> STATED GOAL 1
In the author biographies, state which degree Moongu Jeon received in 1999 and which in 2001, and explain what in the wording shows this.
> STATED GOAL 2
Using the author biographies, name every institution where one of the five people received a B.S. degree.
> STATED GOAL 3
Carry on writing the author biographies, beginning right after their final sentence.

> QUOTED TEXT

Yeongmin Ko received the B.S. degree in School of Electrical Engineering from Gwangju Institute of Science and Technology (GIST), Gwangju, South Korea, in 2017. He is currently pursuing the Ph.D. degree with the School of Electrical Engineering and Computer Science, Gwangju Institute of Science and Technology. His current research interests include computer vision, self-driving, and deep learning.
Younkwan Lee received the B.S. degree in computer science from Korea Aerospace University, Gyeonggi, South Korea, in 2016. He is currently pursuing the Ph.D. degree with the School of Electrical Engineering and Computer Science, Gwangju Institute of Science and Technology (GIST), Gwangju, South Korea. His current research interests include computer vision, machine learning, and deep learning.
Shoaib Azam received the B.S. degree in Engineering Sciences from Ghulam Ishaq Khan Institute of Science and Technology, Pakistan in 2010, and MS degree in Robotics and Intelligent Machine Engineering from National University of Science and Technology, Pakistan in 2015. He is currently pursuing the Ph.D. degree with the Department of Electrical Engineering and Computer Science, Gwangju Institute of Science and Technology, Gwangju, South Korea. His current research interests include artificial intelligence and machine learning, computer vision, robotics and autonomous driving.
Farzeen Munir received the B.S degree in Electrical Engineering from Pakistan Institute of Engineering and Applied Sciences, Pakistan in 2013, and MS degree in System Engineering from Pakistan Institute of Engineering and Applied Sciences, Pakistan in 2015. Now she is pursing her PhD degree at Gwangju Institute of Science and Technology, Korea in Electrical Engineering and Computer Science. Her current research interest include, machine Learning, deep neural network, autonomous driving and computer vision.
Moongu Jeon received the B.S. degree in architectural engineering from Korea University, Seoul, South Korea, in 1988, and the M.S. and Ph.D. degrees in computer science and scientific computation from the University of Minnesota, Minneapolis, MN, USA, in 1999 and 2001, respectively. As the masters degree researcher, he was involved in optimal control problems with the University of California at Santa Barbara, Santa Barbara, CA, USA, from 2001 to 2003, and then moved to the National Research Council of Canada, where he was involved in the sparse representation of high-dimensional data and the image processing, until July 2005. In 2005, he joined the Gwangju Institute of Science and Technology, Gwangju, South Korea, where he is currently a Full Professor with the School of Electrical Engineering and Computer Science. His current research interests include machine learning, computer vision, and artificial intelligence.

> DATASET
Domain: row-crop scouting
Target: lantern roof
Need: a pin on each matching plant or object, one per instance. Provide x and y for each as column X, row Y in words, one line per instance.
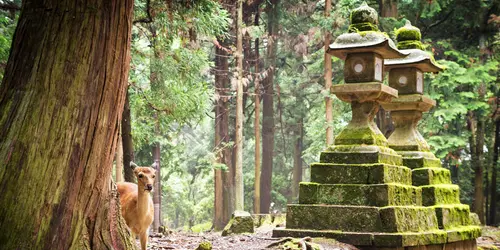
column 408, row 38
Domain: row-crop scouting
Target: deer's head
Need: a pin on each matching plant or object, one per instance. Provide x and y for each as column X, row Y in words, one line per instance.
column 145, row 176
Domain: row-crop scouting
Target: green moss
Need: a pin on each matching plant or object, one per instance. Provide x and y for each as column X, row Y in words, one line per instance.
column 241, row 222
column 296, row 245
column 359, row 27
column 440, row 194
column 204, row 245
column 408, row 219
column 358, row 136
column 430, row 176
column 333, row 217
column 359, row 174
column 410, row 45
column 451, row 216
column 364, row 14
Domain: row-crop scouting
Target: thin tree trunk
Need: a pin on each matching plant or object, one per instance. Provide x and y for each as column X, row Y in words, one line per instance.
column 238, row 175
column 268, row 108
column 119, row 158
column 496, row 149
column 127, row 143
column 256, row 199
column 476, row 126
column 297, row 160
column 157, row 185
column 60, row 103
column 328, row 80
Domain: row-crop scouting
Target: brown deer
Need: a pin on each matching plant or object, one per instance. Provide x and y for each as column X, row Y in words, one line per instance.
column 136, row 202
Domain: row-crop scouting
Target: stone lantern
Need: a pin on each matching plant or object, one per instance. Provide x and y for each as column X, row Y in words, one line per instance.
column 406, row 75
column 360, row 192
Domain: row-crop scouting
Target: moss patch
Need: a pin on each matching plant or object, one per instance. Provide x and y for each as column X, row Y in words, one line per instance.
column 359, row 174
column 450, row 216
column 430, row 176
column 408, row 219
column 358, row 136
column 440, row 194
column 333, row 217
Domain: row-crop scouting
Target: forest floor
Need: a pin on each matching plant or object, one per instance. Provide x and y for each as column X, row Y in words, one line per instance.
column 262, row 239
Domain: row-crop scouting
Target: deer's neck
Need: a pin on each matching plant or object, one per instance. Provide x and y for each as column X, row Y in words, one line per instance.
column 142, row 202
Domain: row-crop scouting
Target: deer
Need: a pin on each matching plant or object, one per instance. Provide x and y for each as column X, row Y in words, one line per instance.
column 136, row 202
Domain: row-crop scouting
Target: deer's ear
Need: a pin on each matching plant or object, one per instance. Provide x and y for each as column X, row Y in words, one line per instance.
column 133, row 165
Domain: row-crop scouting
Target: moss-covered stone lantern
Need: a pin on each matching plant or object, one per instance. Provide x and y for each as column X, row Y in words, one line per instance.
column 360, row 192
column 406, row 75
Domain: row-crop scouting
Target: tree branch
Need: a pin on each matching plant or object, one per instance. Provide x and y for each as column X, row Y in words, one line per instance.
column 147, row 19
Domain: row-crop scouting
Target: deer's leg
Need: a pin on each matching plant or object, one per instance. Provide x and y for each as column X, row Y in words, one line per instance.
column 144, row 240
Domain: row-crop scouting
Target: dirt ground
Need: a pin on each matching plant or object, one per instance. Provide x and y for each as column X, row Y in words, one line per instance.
column 262, row 240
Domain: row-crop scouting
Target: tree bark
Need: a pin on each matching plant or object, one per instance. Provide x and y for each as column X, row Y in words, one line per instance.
column 128, row 145
column 496, row 149
column 268, row 107
column 60, row 103
column 223, row 148
column 328, row 81
column 297, row 160
column 388, row 8
column 119, row 158
column 476, row 141
column 238, row 175
column 256, row 199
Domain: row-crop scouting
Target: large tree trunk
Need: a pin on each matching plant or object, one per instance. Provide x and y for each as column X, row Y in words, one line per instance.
column 60, row 103
column 388, row 8
column 268, row 108
column 476, row 141
column 238, row 165
column 297, row 160
column 157, row 184
column 256, row 197
column 223, row 149
column 119, row 158
column 328, row 80
column 494, row 169
column 128, row 145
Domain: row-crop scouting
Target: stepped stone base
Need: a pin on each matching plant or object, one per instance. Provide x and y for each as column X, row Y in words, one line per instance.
column 463, row 238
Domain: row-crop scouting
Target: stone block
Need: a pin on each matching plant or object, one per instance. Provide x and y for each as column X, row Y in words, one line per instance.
column 430, row 176
column 421, row 162
column 325, row 173
column 351, row 154
column 333, row 217
column 241, row 222
column 408, row 219
column 440, row 194
column 450, row 216
column 378, row 195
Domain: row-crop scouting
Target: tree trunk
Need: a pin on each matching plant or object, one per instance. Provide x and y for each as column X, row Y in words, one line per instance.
column 388, row 8
column 238, row 175
column 297, row 160
column 494, row 168
column 119, row 158
column 60, row 103
column 268, row 107
column 157, row 185
column 328, row 81
column 222, row 129
column 476, row 126
column 128, row 145
column 256, row 199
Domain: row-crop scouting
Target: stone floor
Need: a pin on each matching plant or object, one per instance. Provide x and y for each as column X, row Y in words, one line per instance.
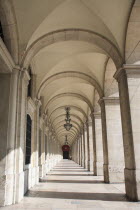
column 69, row 186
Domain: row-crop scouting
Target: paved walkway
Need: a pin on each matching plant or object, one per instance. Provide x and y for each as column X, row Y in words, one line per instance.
column 68, row 186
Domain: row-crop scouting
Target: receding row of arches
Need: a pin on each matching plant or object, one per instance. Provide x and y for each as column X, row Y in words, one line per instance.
column 89, row 66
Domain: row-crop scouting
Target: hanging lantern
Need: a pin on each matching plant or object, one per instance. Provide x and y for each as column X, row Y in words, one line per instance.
column 67, row 125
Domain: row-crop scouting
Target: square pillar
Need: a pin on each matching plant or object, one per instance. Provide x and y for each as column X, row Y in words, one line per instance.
column 128, row 79
column 99, row 143
column 114, row 139
column 104, row 140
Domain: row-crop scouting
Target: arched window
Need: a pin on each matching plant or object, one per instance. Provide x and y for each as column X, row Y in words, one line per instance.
column 30, row 83
column 28, row 139
column 1, row 32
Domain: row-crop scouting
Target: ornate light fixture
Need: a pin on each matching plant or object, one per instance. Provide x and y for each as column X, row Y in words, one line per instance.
column 67, row 125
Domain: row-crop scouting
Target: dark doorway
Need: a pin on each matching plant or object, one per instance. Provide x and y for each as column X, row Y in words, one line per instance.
column 65, row 154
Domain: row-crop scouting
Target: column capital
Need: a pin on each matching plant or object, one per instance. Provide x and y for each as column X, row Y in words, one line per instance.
column 25, row 75
column 131, row 71
column 38, row 102
column 111, row 100
column 97, row 115
column 101, row 102
column 16, row 69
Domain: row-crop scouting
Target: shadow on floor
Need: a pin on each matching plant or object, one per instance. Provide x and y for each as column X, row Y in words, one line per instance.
column 73, row 181
column 53, row 174
column 78, row 195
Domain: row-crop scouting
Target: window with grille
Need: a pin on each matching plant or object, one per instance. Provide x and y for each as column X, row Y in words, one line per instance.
column 1, row 32
column 28, row 139
column 45, row 146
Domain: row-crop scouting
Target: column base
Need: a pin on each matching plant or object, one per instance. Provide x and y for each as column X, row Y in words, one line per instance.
column 95, row 168
column 106, row 174
column 116, row 174
column 131, row 186
column 100, row 169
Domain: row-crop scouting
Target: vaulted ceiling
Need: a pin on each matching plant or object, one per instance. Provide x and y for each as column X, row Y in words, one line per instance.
column 68, row 43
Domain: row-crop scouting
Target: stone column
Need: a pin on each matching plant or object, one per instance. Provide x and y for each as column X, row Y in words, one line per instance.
column 105, row 144
column 8, row 106
column 93, row 134
column 99, row 143
column 83, row 151
column 36, row 140
column 129, row 90
column 91, row 144
column 20, row 138
column 84, row 147
column 79, row 150
column 87, row 161
column 114, row 138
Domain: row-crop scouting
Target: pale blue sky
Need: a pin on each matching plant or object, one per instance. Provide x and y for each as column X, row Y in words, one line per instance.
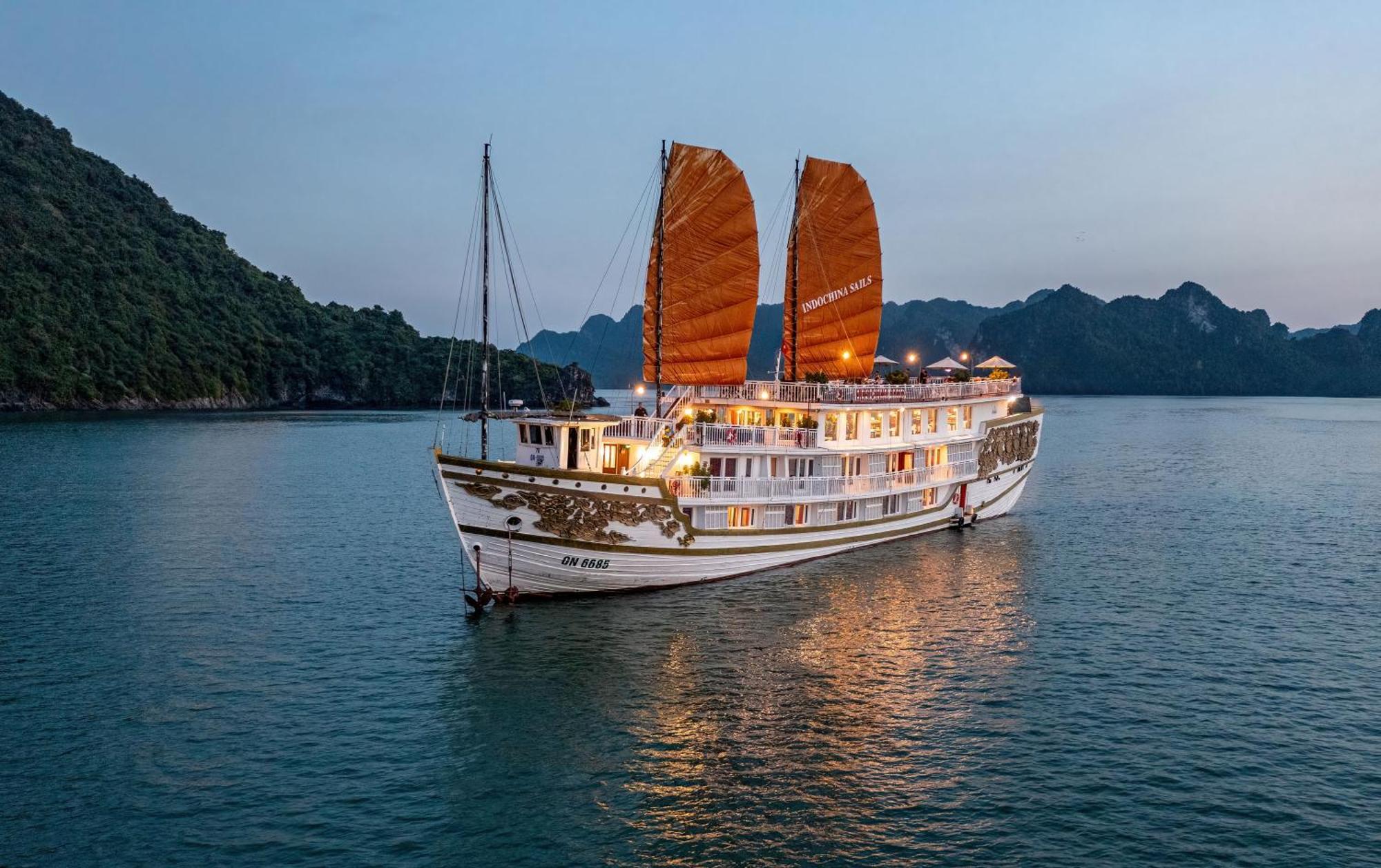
column 1122, row 147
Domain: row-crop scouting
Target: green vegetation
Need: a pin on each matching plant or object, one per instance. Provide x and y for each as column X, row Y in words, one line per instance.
column 110, row 298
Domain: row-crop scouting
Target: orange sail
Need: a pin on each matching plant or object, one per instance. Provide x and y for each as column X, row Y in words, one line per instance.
column 706, row 244
column 835, row 276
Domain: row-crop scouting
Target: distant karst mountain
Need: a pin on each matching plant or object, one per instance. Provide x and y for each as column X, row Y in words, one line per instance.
column 612, row 349
column 1186, row 343
column 110, row 298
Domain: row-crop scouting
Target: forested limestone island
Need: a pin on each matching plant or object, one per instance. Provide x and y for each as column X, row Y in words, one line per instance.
column 111, row 299
column 1067, row 342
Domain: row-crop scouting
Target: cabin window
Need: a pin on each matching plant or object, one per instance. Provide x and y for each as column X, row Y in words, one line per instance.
column 610, row 458
column 724, row 466
column 742, row 516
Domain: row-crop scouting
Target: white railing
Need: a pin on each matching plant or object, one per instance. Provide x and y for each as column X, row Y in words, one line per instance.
column 856, row 393
column 744, row 436
column 798, row 488
column 637, row 427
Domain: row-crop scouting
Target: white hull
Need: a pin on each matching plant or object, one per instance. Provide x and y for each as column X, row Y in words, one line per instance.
column 542, row 554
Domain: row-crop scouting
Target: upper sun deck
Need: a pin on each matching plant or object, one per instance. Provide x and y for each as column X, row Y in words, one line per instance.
column 843, row 394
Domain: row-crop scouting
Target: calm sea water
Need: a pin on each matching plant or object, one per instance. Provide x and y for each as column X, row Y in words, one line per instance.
column 238, row 639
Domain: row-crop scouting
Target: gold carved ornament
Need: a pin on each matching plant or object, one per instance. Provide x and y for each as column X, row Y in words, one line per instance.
column 575, row 517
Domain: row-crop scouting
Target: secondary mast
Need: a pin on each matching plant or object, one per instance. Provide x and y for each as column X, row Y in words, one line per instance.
column 796, row 266
column 662, row 202
column 484, row 338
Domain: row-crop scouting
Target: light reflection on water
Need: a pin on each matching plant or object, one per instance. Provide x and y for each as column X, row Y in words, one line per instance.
column 238, row 639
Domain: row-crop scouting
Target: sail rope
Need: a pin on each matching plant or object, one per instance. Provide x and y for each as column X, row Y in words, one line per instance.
column 517, row 313
column 455, row 322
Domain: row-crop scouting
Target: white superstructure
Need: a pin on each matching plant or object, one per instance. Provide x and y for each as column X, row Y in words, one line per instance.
column 737, row 479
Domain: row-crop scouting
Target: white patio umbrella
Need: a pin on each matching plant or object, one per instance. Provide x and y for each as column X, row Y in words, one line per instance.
column 995, row 363
column 945, row 363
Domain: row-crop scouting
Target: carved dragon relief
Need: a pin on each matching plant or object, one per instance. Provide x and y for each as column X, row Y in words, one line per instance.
column 1007, row 445
column 575, row 517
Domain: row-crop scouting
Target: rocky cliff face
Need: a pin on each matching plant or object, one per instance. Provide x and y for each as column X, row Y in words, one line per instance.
column 1187, row 342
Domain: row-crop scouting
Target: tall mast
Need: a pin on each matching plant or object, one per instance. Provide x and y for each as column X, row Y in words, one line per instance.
column 484, row 339
column 662, row 202
column 796, row 267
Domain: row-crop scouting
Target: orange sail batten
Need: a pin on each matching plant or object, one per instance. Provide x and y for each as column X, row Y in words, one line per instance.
column 835, row 276
column 708, row 248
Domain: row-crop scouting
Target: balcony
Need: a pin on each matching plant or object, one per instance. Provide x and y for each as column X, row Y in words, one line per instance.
column 792, row 490
column 775, row 392
column 742, row 436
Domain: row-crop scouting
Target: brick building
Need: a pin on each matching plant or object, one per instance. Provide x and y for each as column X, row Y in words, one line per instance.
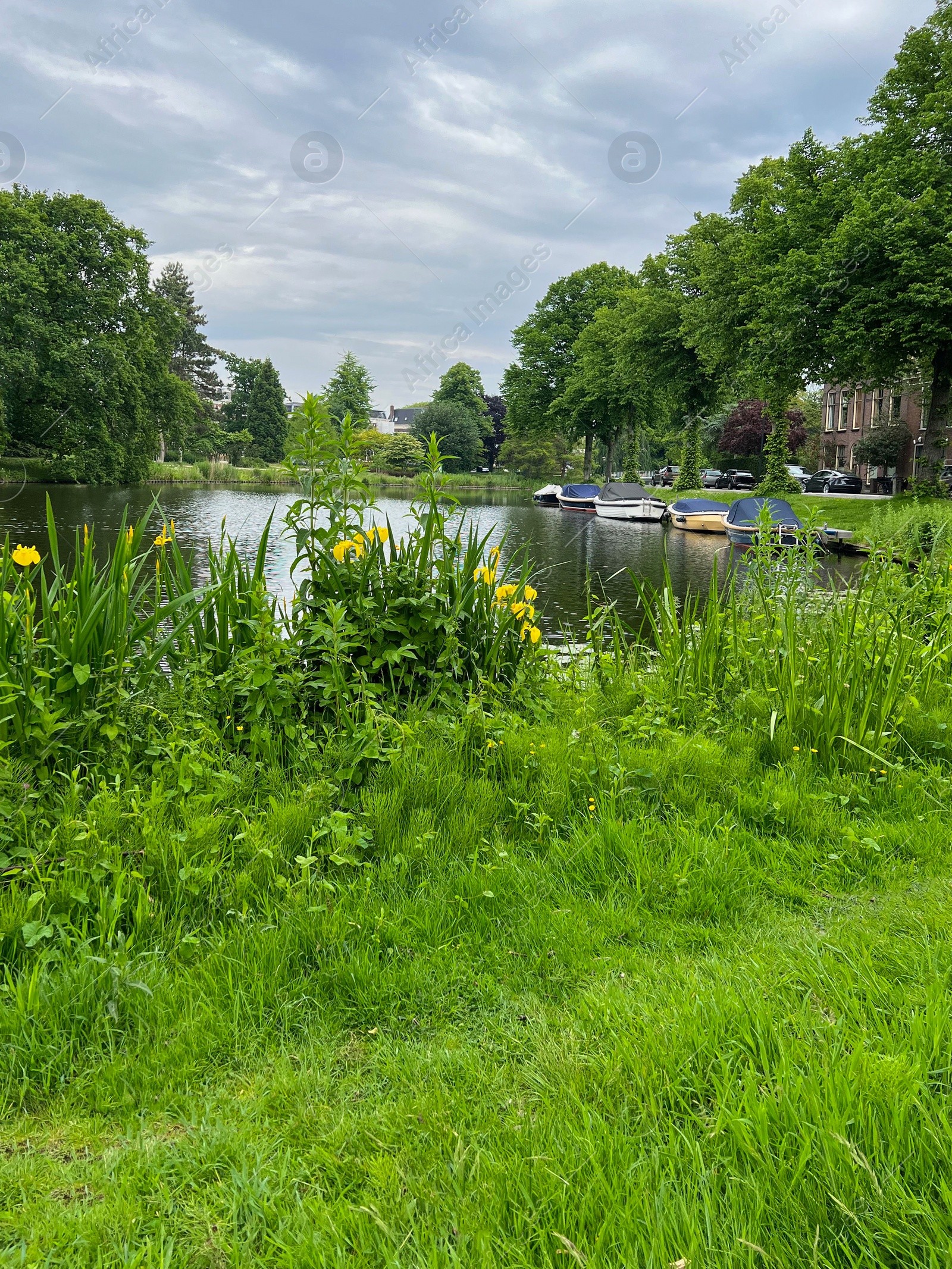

> EXERCISE RESPONSE 1
He received the M.S. degree in 1999 and the Ph.D. degree in 2001. The word "respectively" pairs the two degrees with the two years in the order listed.

> EXERCISE RESPONSE 2
- Gwangju Institute of Science and Technology (GIST)
- Korea Aerospace University
- Ghulam Ishaq Khan Institute of Science and Technology
- Pakistan Institute of Engineering and Applied Sciences
- Korea University

> EXERCISE RESPONSE 3
Witold Pedrycz received the M.Sc., Ph.D., and D.Sc. degrees from the Silesian University of Technology, Gliwice, Poland. He is a Professor and the Canada Research Chair of Computational Intelligence with the Department of Electrical and Computer Engineering, University of Alberta, Edmonton, AB, Canada. He is also with the Systems Research Institute, Polish Academy of Sciences, Warsaw, Poland. Dr. Pedrycz is a Foreign Member of the Polish Academy of Sciences and a fellow of the Royal Society of Canada. He has authored 17 research monographs and edited volumes covering various aspects of computational intelligence, data mining, and software engineering. His current research interests include computational intelligence, fuzzy modeling and granular computing, knowledge discovery and data science, fuzzy control, pattern recognition, knowledge-based neural networks, relational computing, and software engineering.
Dr. Pedrycz was a recipient of the Prestigious Norbert Wiener Award from the IEEE Systems, Man, and Cybernetics Society in 2007; the IEEE Canada Computer Engineering Medal; the Cajastur Prize for Soft Computing from the European Centre for Soft Computing; the Killam Prize; and the Fuzzy Pioneer Award from the IEEE Computational Intelligence Society. He is vigorously involved in editorial activities. He is an Editor-in-Chief of Information Sciences, Editor-in-Chief of WIREs Data Mining and Knowledge Discovery (Wiley), and International Journal of Granular Computing (Springer). He currently serves on the Advisory Board of IEEE Transactions on Fuzzy Systems and is a member of a number of editorial boards of other international journals.